- INSTRUCTIONS TO FOLLOW
Please report each line in the material below that includes "potted".

- DATA SUPPLIED
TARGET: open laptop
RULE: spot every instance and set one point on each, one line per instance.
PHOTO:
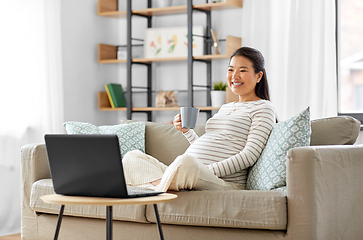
(89, 165)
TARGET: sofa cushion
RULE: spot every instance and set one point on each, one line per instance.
(131, 136)
(269, 171)
(334, 131)
(232, 209)
(135, 213)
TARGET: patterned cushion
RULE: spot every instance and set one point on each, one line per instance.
(131, 136)
(269, 171)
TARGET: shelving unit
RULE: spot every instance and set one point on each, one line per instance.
(108, 53)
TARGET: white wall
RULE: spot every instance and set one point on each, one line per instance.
(360, 138)
(83, 30)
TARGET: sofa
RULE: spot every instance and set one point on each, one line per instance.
(323, 197)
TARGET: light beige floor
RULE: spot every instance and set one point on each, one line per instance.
(11, 237)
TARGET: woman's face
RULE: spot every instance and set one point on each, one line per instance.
(242, 79)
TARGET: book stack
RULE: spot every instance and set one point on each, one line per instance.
(115, 95)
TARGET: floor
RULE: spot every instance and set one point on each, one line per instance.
(11, 237)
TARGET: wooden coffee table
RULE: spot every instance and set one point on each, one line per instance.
(108, 202)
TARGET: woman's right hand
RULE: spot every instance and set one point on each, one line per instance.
(178, 125)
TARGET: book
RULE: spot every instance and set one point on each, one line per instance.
(115, 95)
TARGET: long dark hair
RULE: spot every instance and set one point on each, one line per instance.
(258, 62)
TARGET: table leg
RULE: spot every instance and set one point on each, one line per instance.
(109, 222)
(158, 222)
(60, 216)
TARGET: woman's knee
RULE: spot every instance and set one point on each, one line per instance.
(186, 161)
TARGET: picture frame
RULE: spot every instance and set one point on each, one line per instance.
(172, 42)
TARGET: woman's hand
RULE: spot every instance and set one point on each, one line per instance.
(177, 124)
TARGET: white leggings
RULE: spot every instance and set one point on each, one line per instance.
(185, 172)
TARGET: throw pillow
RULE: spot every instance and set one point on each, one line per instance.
(269, 172)
(130, 136)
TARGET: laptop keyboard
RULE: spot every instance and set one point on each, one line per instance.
(134, 191)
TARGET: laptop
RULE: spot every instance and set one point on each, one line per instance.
(89, 165)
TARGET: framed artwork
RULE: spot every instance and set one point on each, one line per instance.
(172, 42)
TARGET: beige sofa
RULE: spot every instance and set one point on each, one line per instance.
(323, 200)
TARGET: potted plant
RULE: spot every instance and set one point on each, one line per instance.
(218, 94)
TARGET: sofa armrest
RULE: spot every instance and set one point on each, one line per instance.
(324, 192)
(34, 166)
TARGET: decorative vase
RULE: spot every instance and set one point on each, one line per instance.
(218, 98)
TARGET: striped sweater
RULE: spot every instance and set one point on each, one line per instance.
(234, 138)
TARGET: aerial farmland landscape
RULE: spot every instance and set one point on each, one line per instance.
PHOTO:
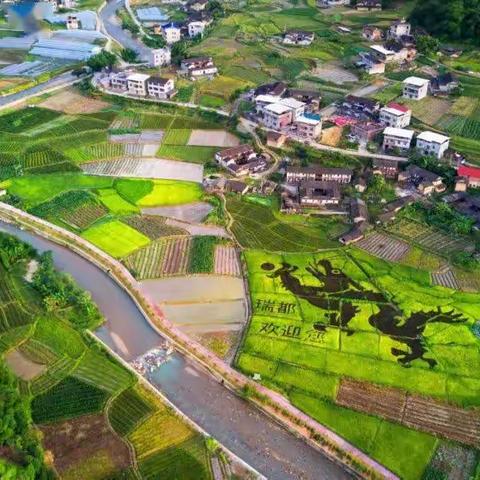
(240, 239)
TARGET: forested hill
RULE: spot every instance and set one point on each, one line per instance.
(451, 19)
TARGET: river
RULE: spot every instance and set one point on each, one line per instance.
(235, 423)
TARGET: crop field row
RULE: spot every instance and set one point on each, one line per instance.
(460, 126)
(161, 258)
(69, 398)
(153, 226)
(428, 237)
(100, 371)
(255, 226)
(128, 410)
(226, 261)
(384, 247)
(411, 410)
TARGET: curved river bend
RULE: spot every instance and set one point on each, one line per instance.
(238, 425)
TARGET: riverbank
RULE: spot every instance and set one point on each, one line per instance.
(270, 402)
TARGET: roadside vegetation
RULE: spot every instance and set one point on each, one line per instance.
(72, 388)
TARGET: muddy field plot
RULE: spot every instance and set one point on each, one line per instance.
(212, 138)
(414, 411)
(74, 442)
(226, 261)
(71, 102)
(384, 247)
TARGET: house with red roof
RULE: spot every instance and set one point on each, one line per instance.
(395, 115)
(470, 176)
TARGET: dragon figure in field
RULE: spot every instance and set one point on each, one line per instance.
(336, 295)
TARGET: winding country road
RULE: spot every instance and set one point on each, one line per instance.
(111, 25)
(234, 422)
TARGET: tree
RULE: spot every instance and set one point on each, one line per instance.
(129, 55)
(427, 44)
(102, 60)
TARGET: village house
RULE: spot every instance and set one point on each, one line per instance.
(137, 84)
(160, 57)
(403, 53)
(367, 106)
(311, 98)
(432, 144)
(275, 139)
(277, 116)
(391, 209)
(241, 160)
(370, 64)
(369, 5)
(471, 175)
(234, 186)
(171, 32)
(398, 29)
(198, 67)
(386, 168)
(195, 28)
(423, 181)
(276, 89)
(309, 126)
(72, 22)
(332, 3)
(444, 84)
(372, 33)
(383, 54)
(365, 131)
(197, 5)
(415, 88)
(163, 88)
(395, 115)
(314, 193)
(298, 37)
(322, 174)
(397, 138)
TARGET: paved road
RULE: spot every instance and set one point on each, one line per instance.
(62, 80)
(111, 25)
(237, 424)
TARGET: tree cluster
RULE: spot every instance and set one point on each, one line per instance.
(452, 19)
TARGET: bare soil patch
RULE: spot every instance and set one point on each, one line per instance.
(213, 138)
(22, 366)
(70, 101)
(75, 441)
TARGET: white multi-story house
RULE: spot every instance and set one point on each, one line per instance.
(296, 106)
(160, 57)
(196, 28)
(395, 115)
(432, 144)
(277, 116)
(415, 88)
(137, 84)
(309, 127)
(198, 67)
(171, 33)
(398, 29)
(397, 138)
(383, 54)
(158, 87)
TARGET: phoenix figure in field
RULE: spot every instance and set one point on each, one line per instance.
(336, 294)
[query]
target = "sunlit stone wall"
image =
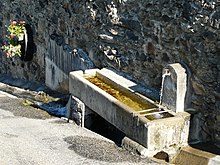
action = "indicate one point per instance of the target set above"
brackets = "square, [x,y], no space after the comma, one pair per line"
[138,37]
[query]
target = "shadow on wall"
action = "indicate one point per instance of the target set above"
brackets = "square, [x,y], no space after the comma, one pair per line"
[28,47]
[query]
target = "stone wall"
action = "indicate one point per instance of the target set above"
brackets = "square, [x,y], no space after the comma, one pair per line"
[138,37]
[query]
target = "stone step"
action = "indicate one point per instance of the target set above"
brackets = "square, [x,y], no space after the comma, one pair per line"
[204,154]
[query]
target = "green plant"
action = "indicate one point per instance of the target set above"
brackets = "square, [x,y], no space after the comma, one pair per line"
[16,32]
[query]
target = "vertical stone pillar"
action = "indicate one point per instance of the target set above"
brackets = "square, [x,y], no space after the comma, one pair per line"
[76,110]
[175,88]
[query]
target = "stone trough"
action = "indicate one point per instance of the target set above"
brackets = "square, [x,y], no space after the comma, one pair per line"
[154,127]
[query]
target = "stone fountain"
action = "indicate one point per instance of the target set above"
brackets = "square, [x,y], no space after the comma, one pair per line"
[160,127]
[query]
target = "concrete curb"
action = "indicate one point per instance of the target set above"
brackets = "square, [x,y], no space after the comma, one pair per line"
[196,157]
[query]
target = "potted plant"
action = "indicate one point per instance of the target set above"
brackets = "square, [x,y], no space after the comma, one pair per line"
[16,32]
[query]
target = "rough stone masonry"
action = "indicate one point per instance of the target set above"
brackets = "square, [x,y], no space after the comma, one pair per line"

- OUTPUT
TARGET: potted plant
target = "potted plant"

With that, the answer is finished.